**What this task involves:** Quote the items below verbatim, from their first line through the line containing "pixel 556 181", that line included. Omit the pictures from your answer.

***

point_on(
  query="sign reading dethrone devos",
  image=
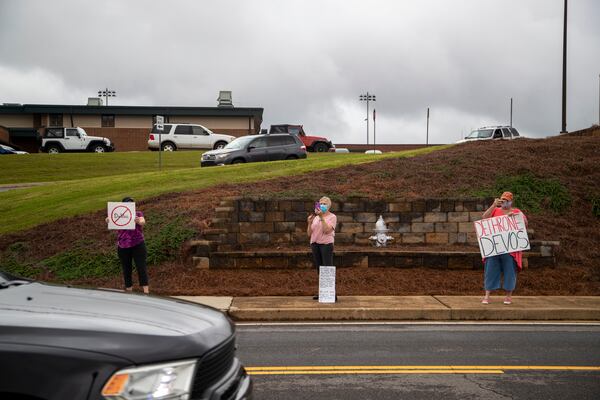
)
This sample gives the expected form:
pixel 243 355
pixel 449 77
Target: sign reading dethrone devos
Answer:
pixel 500 235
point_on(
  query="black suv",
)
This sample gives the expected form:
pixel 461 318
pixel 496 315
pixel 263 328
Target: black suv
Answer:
pixel 60 342
pixel 256 148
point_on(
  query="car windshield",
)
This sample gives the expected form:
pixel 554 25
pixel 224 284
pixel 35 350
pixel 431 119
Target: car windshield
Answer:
pixel 480 134
pixel 239 143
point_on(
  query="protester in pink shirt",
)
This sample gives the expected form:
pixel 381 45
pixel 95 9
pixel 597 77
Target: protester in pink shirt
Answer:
pixel 321 230
pixel 506 265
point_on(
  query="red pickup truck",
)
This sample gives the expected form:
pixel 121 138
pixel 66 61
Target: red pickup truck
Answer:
pixel 313 143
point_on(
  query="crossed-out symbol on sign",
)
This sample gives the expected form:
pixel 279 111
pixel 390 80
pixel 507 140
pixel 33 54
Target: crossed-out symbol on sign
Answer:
pixel 120 214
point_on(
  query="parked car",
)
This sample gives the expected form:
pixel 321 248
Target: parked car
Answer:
pixel 313 143
pixel 4 149
pixel 492 133
pixel 256 148
pixel 60 342
pixel 58 140
pixel 187 136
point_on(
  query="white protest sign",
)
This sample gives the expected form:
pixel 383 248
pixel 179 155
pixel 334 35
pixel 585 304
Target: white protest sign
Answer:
pixel 160 122
pixel 121 215
pixel 326 284
pixel 501 235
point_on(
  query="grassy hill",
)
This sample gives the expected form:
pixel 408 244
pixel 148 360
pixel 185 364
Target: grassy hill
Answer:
pixel 556 181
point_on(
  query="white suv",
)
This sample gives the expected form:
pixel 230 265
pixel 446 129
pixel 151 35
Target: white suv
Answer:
pixel 492 133
pixel 187 136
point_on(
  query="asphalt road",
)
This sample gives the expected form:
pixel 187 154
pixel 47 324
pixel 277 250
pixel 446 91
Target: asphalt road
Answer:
pixel 419 361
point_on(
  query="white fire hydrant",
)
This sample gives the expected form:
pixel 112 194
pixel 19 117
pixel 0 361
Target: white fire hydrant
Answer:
pixel 381 237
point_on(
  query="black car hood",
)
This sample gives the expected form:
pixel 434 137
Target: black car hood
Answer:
pixel 141 329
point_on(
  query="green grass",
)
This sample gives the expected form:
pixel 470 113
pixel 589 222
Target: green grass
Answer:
pixel 42 167
pixel 532 193
pixel 25 208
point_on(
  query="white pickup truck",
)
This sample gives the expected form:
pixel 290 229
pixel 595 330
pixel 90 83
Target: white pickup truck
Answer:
pixel 58 140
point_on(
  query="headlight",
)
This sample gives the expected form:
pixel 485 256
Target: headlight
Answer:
pixel 159 381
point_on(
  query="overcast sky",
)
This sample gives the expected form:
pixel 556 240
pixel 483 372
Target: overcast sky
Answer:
pixel 308 61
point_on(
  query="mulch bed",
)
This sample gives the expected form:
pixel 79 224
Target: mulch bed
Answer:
pixel 451 173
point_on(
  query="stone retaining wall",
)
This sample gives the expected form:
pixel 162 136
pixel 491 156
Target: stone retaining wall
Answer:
pixel 247 223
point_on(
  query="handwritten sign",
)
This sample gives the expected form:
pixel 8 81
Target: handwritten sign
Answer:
pixel 326 284
pixel 501 235
pixel 121 215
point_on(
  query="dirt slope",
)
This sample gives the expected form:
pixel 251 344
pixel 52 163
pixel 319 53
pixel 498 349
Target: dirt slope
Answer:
pixel 455 172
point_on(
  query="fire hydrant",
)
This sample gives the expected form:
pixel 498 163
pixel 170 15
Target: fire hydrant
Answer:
pixel 381 237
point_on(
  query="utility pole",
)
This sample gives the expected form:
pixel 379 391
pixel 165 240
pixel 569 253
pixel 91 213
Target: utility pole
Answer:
pixel 427 134
pixel 367 97
pixel 564 100
pixel 374 130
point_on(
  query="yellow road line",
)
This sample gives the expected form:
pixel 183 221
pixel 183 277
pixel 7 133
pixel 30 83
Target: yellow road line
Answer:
pixel 371 372
pixel 411 369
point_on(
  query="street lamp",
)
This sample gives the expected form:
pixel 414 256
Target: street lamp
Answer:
pixel 107 93
pixel 367 97
pixel 563 128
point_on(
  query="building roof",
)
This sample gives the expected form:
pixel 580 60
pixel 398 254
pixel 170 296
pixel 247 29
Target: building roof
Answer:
pixel 131 110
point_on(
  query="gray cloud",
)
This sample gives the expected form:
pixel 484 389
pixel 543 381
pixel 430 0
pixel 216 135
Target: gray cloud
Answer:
pixel 307 61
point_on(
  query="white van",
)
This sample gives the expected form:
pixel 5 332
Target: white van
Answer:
pixel 492 133
pixel 187 136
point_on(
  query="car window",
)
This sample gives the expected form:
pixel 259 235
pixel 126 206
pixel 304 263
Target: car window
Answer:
pixel 198 130
pixel 183 130
pixel 280 141
pixel 239 143
pixel 259 143
pixel 167 129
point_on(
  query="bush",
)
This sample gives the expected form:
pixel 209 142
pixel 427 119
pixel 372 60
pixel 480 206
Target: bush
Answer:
pixel 532 193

***

**The result:**
point_on(
  query="sign reading dethrone devos",
  image=
)
This sample gives the expected form:
pixel 243 355
pixel 449 77
Target: sign reading dethrone devos
Answer:
pixel 500 235
point_on(
  query="black suv",
)
This sample gives the expected form:
pixel 461 318
pixel 496 315
pixel 263 328
Target: black suv
Answer:
pixel 60 342
pixel 256 148
point_on(
  query="car windshield",
)
This sample gives the expected form:
pixel 554 25
pixel 224 284
pixel 35 350
pixel 431 119
Target: car windshield
Answer:
pixel 480 134
pixel 239 143
point_on(
  query="protester in pink shirt",
)
This sample gives the expected form:
pixel 381 45
pixel 95 9
pixel 597 77
Target: protester in pink shirt
Answer:
pixel 321 230
pixel 506 265
point_on(
  query="red pickup truck",
)
This sample gives the expected form:
pixel 121 138
pixel 66 61
Target: red pickup truck
Answer:
pixel 313 143
point_on(
  query="crossed-out symbol on sign",
)
This sample gives the expected form:
pixel 279 111
pixel 390 80
pixel 507 140
pixel 33 54
Target: crossed-out symbol on sign
Answer:
pixel 120 214
point_on(
  query="parked car",
)
This sample gives the expected form:
pixel 321 248
Target: parked car
Answer:
pixel 313 143
pixel 4 149
pixel 492 133
pixel 256 148
pixel 60 342
pixel 58 140
pixel 187 136
point_on(
  query="white protest sign",
)
This sample gives the expected form:
pixel 383 248
pixel 179 155
pixel 334 35
pixel 585 304
Target: white protest sign
Answer:
pixel 160 122
pixel 121 215
pixel 326 284
pixel 501 235
point_on(
  query="grassy hill",
)
This sample gives the expected form:
pixel 408 244
pixel 148 360
pixel 185 364
Target: grassy hill
Answer:
pixel 556 181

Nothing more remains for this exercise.